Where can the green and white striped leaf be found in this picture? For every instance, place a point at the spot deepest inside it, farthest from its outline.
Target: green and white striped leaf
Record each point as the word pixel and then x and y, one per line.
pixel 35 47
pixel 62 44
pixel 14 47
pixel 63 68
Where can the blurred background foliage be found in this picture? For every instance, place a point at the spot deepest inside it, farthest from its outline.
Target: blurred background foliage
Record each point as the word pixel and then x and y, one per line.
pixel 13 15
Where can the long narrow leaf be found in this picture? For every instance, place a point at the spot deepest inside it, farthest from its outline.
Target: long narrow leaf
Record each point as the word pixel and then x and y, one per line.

...

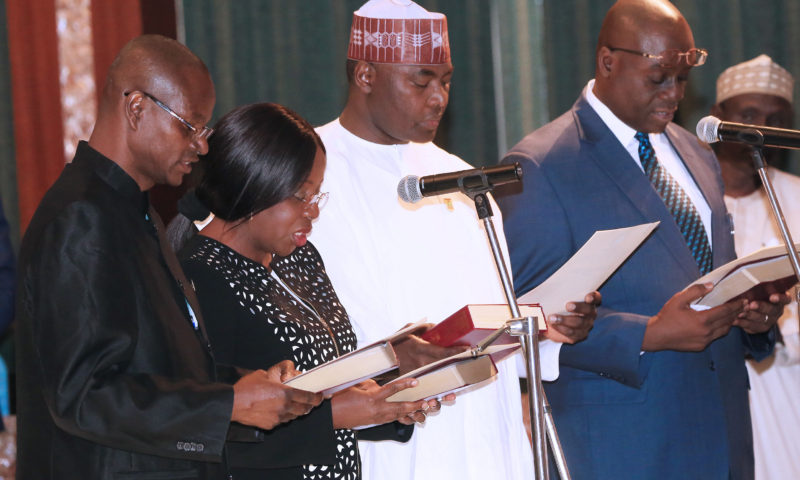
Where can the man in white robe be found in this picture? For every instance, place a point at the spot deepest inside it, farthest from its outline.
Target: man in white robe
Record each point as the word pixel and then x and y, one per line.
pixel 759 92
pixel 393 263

* * *

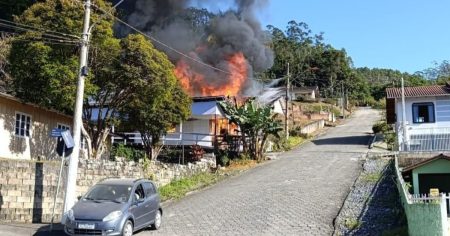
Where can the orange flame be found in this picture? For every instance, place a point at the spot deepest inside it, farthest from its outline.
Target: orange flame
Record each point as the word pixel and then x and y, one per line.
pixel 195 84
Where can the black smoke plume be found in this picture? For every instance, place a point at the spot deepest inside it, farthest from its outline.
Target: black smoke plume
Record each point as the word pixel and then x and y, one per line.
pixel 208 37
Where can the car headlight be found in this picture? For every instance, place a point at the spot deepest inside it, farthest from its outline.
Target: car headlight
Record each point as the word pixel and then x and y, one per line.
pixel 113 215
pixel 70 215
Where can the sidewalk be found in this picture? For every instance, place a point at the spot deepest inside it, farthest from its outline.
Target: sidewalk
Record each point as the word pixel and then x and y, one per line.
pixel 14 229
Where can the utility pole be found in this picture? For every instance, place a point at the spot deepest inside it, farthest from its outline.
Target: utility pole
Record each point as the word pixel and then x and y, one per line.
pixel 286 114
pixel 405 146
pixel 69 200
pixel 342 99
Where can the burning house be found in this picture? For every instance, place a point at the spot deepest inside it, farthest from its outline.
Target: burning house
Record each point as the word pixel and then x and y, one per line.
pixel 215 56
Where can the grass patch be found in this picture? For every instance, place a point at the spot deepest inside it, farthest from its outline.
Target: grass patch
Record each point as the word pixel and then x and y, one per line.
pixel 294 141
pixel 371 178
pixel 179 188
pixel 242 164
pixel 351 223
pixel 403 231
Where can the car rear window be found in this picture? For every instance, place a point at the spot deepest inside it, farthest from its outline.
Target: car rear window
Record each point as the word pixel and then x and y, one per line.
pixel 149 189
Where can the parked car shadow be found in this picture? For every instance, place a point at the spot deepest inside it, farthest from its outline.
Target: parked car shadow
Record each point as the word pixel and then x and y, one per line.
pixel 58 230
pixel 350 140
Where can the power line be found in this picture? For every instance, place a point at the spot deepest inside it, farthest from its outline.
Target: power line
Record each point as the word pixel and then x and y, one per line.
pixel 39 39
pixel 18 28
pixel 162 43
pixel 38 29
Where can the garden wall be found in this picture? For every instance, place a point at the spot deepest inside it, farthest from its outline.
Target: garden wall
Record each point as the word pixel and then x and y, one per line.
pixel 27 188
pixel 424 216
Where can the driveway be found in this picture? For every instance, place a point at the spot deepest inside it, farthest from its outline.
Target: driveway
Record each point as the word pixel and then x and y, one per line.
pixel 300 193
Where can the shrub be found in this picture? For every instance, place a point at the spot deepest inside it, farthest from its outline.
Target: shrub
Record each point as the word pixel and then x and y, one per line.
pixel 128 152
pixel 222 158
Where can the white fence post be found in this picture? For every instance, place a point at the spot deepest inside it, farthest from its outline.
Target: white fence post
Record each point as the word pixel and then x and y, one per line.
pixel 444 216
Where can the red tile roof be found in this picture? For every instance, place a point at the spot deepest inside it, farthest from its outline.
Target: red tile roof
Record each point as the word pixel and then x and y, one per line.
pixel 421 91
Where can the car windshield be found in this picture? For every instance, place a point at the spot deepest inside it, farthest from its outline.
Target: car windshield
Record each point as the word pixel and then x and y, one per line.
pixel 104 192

> **Task requirements**
Convert the records that begin at the line containing "Where can the sidewalk" and end after the line containing "pixel 14 229" into a two-column CSV with the headers text and answer, one row per record. Enclose each record's text and its answer in quotation marks as single fields, replacing every line break with a space.

> **Expected answer**
text,answer
"Where can the sidewalk be found in this picture? For every instance, place a point at the spot deepest inside it, farthest from its outline. Target: sidewalk Record each point as the word pixel and then x and y, one per line.","pixel 14 229"